TASK STATEMENT:
Find every line in the records below that contains the word "small" and copy each of those lines. Match case exactly.
— START TASK MATERIAL —
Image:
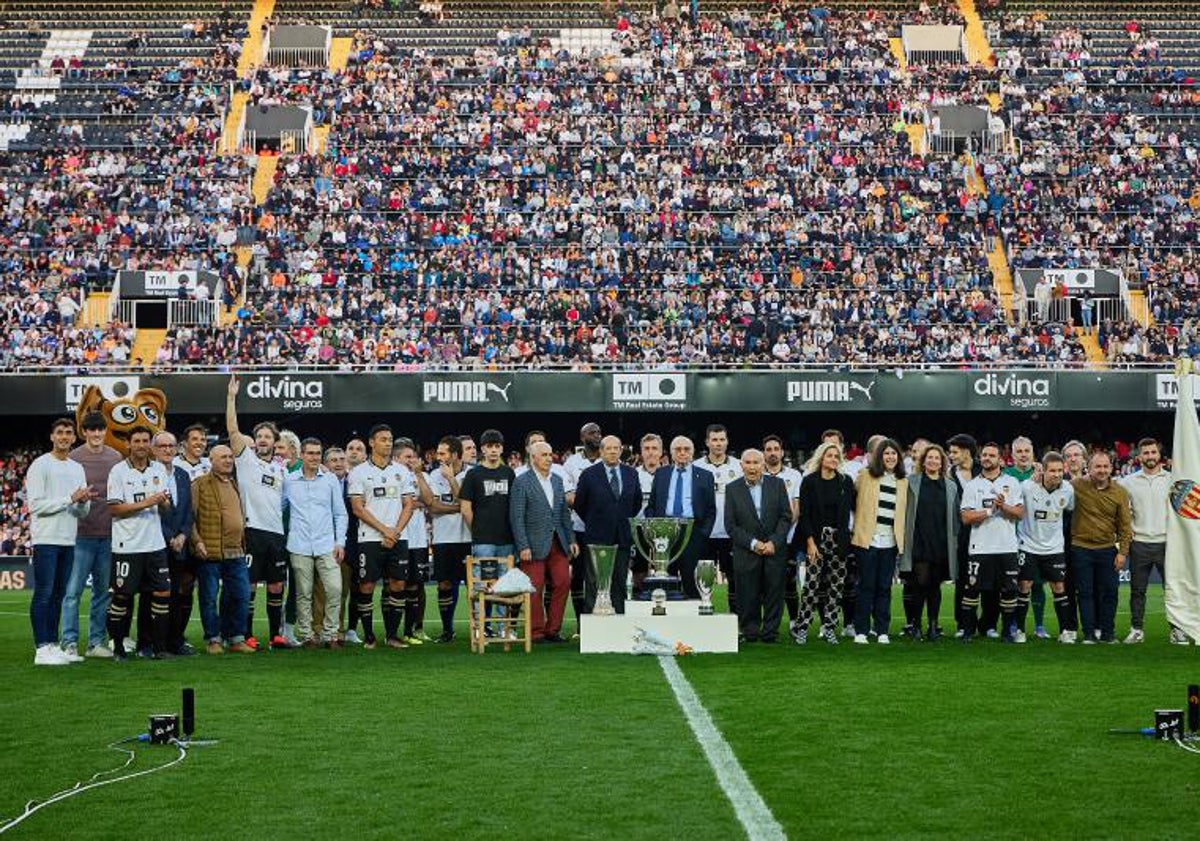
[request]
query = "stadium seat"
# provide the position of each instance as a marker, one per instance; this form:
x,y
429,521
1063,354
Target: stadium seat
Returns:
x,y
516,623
— END TASK MATERIAL —
— START TASK MATERIAL —
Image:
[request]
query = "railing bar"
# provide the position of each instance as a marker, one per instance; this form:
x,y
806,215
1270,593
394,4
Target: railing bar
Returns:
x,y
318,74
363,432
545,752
— END TASK MATERIAL —
— START TASK MATERIAL —
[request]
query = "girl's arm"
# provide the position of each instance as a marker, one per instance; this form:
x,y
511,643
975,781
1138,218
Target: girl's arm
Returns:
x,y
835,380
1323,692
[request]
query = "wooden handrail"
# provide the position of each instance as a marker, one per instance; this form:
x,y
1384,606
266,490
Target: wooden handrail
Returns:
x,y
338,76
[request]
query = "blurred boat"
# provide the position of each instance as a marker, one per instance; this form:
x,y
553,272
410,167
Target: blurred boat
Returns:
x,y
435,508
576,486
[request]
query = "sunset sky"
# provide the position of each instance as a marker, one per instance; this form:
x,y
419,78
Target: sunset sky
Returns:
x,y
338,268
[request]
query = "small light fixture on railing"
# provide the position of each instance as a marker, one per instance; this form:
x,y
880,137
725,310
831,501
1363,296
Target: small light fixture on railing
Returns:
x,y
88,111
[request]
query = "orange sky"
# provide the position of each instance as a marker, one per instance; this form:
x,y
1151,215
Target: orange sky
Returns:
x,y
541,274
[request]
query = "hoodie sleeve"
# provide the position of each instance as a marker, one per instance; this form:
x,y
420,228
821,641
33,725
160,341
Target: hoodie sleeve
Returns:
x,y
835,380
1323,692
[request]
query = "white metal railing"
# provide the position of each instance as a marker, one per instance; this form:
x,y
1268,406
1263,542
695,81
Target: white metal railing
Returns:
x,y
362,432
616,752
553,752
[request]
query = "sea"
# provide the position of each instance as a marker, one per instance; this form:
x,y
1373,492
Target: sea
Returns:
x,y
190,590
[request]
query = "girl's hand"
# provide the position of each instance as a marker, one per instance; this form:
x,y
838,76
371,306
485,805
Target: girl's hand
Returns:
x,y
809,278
— END TASK MATERIAL —
RESULT OF THIS TASK:
query = "small light fixture on railing"
Target: small light fixture on railing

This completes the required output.